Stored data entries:
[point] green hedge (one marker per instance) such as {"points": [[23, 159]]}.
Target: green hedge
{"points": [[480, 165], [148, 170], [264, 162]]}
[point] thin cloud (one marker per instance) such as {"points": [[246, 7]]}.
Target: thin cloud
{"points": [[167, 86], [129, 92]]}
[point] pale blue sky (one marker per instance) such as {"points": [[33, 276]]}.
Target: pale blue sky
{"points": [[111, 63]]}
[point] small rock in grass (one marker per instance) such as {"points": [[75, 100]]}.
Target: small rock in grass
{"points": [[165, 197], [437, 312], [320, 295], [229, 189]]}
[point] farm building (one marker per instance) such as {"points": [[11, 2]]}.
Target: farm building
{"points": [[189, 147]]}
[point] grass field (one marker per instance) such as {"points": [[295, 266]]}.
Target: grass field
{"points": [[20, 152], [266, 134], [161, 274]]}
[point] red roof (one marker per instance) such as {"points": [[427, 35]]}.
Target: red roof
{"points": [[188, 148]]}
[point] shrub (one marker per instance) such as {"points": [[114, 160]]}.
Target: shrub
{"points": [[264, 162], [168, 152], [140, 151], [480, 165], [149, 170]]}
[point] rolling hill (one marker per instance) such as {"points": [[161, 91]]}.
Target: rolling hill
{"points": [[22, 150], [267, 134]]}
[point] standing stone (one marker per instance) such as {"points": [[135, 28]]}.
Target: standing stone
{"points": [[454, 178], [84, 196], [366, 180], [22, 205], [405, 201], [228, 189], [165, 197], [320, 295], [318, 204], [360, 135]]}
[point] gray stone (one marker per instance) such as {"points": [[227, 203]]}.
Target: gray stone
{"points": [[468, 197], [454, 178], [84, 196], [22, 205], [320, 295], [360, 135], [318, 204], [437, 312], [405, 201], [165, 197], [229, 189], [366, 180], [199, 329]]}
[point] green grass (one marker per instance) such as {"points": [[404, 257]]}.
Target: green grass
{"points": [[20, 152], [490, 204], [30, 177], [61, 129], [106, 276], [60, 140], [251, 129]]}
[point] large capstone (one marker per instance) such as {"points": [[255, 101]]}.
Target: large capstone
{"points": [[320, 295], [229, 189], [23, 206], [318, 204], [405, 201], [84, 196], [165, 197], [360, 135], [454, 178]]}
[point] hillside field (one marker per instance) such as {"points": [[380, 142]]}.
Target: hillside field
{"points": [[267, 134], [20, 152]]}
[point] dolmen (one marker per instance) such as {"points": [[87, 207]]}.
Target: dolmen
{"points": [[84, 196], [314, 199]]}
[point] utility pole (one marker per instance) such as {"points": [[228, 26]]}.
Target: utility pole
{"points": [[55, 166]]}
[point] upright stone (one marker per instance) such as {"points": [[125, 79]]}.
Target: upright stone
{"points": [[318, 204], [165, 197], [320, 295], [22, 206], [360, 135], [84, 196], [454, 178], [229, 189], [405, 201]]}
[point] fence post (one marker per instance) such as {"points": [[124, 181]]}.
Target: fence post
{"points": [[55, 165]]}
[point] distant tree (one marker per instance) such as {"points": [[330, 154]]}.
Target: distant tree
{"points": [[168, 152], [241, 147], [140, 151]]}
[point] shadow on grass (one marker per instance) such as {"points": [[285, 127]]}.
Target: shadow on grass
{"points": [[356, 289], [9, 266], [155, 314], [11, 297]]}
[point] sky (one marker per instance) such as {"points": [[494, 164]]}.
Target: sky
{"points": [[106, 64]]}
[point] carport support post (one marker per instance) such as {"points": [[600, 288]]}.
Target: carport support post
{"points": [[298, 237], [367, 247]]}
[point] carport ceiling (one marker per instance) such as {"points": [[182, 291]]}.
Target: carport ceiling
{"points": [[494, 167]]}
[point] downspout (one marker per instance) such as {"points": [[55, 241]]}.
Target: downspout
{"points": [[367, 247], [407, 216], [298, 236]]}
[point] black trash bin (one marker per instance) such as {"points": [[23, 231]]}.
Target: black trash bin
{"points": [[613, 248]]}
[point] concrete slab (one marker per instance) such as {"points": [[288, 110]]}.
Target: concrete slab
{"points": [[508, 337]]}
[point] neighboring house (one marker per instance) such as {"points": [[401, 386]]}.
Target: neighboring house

What you are asked to do
Copy the listing above line for line without changing anything.

Exercise answer
[point] green hedge (one marker per instance) such as {"points": [[23, 159]]}.
Target: green hedge
{"points": [[480, 165], [148, 170], [264, 162]]}
[point] thin cloud (one marker per instance) such as {"points": [[246, 7]]}.
Target: thin cloud
{"points": [[167, 86], [129, 92]]}
[point] pale blue sky (one marker per instance) such as {"points": [[33, 276]]}.
Target: pale blue sky
{"points": [[111, 63]]}
[point] small rock in grass (one marker per instance) such as {"points": [[75, 100]]}.
Target: small rock in grass
{"points": [[165, 197], [437, 312], [320, 295], [229, 189]]}
[point] farm building (one marker per instance) such as {"points": [[11, 2]]}.
Target: farm building
{"points": [[189, 147]]}
[point] grass field (one marker per instance) such as {"points": [[295, 266]]}.
Target: grass field
{"points": [[20, 152], [266, 134], [161, 274]]}
[point] red roof (one marker per instance) such as {"points": [[427, 35]]}.
Target: red roof
{"points": [[188, 148]]}
[point] shrub (one marker per instance) such as {"points": [[114, 160]]}.
Target: shrub
{"points": [[264, 162], [168, 152], [140, 151], [480, 165], [149, 170]]}
[point] rolling hill (one marker per instance) such as {"points": [[161, 91]]}.
Target: rolling hill
{"points": [[22, 150], [267, 134]]}
[point] standing stone (one marker per instance) such as {"points": [[135, 28]]}.
Target: standing stone
{"points": [[454, 178], [84, 196], [366, 180], [22, 205], [405, 201], [228, 189], [165, 197], [320, 295], [318, 204], [360, 135]]}
[point] gray stone (one marker per instance) such as {"points": [[227, 203]]}.
Target: gray stone
{"points": [[468, 197], [454, 178], [84, 196], [22, 205], [320, 295], [360, 135], [318, 204], [437, 312], [405, 201], [165, 197], [229, 189], [366, 180], [199, 329]]}
[point] green grass (one marker per instance) such as {"points": [[404, 257]]}.
Target: green grass
{"points": [[20, 152], [490, 204], [30, 177], [61, 129], [106, 276], [60, 140], [251, 129]]}
[point] large capstone (one marker per instance) such as {"points": [[255, 101]]}.
Target: large capstone
{"points": [[320, 295], [229, 189], [23, 206], [318, 204], [405, 201], [84, 196], [165, 197], [360, 135], [454, 178]]}
[point] hillside field (one marker per instance) such as {"points": [[380, 142]]}.
Target: hillside field
{"points": [[267, 134], [20, 152]]}
[point] dolmen (one marker per instance) such as {"points": [[87, 207]]}.
Target: dolmen
{"points": [[84, 196], [314, 199]]}
[point] utility pole (one marker per instance) such as {"points": [[228, 26]]}.
Target: utility pole
{"points": [[55, 166]]}
[point] upright stone (one marker per instance) such as {"points": [[125, 79]]}.
Target: upright stone
{"points": [[318, 204], [165, 197], [320, 295], [22, 206], [360, 135], [84, 196], [454, 178], [229, 189], [405, 201]]}
[point] fence post (one marker per instance) such as {"points": [[124, 181]]}.
Target: fence post
{"points": [[55, 165]]}
[point] distant tree (one marker per instance) such as {"points": [[330, 154]]}.
Target: distant tree
{"points": [[168, 152], [241, 147], [140, 151]]}
[point] shadow on grass (one marker per instance) such as {"points": [[285, 127]]}.
Target: shadow on grass
{"points": [[356, 289], [9, 266], [155, 314], [11, 297]]}
[point] sky (one marker per instance) such as {"points": [[494, 164]]}.
Target: sky
{"points": [[106, 64]]}
[point] carport support post (one marker per instance) such as {"points": [[600, 288]]}.
Target: carport support post
{"points": [[298, 237], [367, 247]]}
[point] carport ceiling (one marker per instance) such as {"points": [[182, 291]]}.
Target: carport ceiling
{"points": [[494, 167]]}
[point] downspout (one marker per instance) such as {"points": [[55, 241]]}.
Target: downspout
{"points": [[367, 247], [407, 216], [298, 236]]}
[point] black trash bin (one marker per instance) such as {"points": [[23, 231]]}.
Target: black trash bin
{"points": [[613, 248]]}
[point] concrete slab (one marker per instance) such as {"points": [[288, 110]]}.
Target: concrete slab
{"points": [[508, 337]]}
[point] neighboring house (one marker per instance) such as {"points": [[401, 386]]}.
Target: neighboring house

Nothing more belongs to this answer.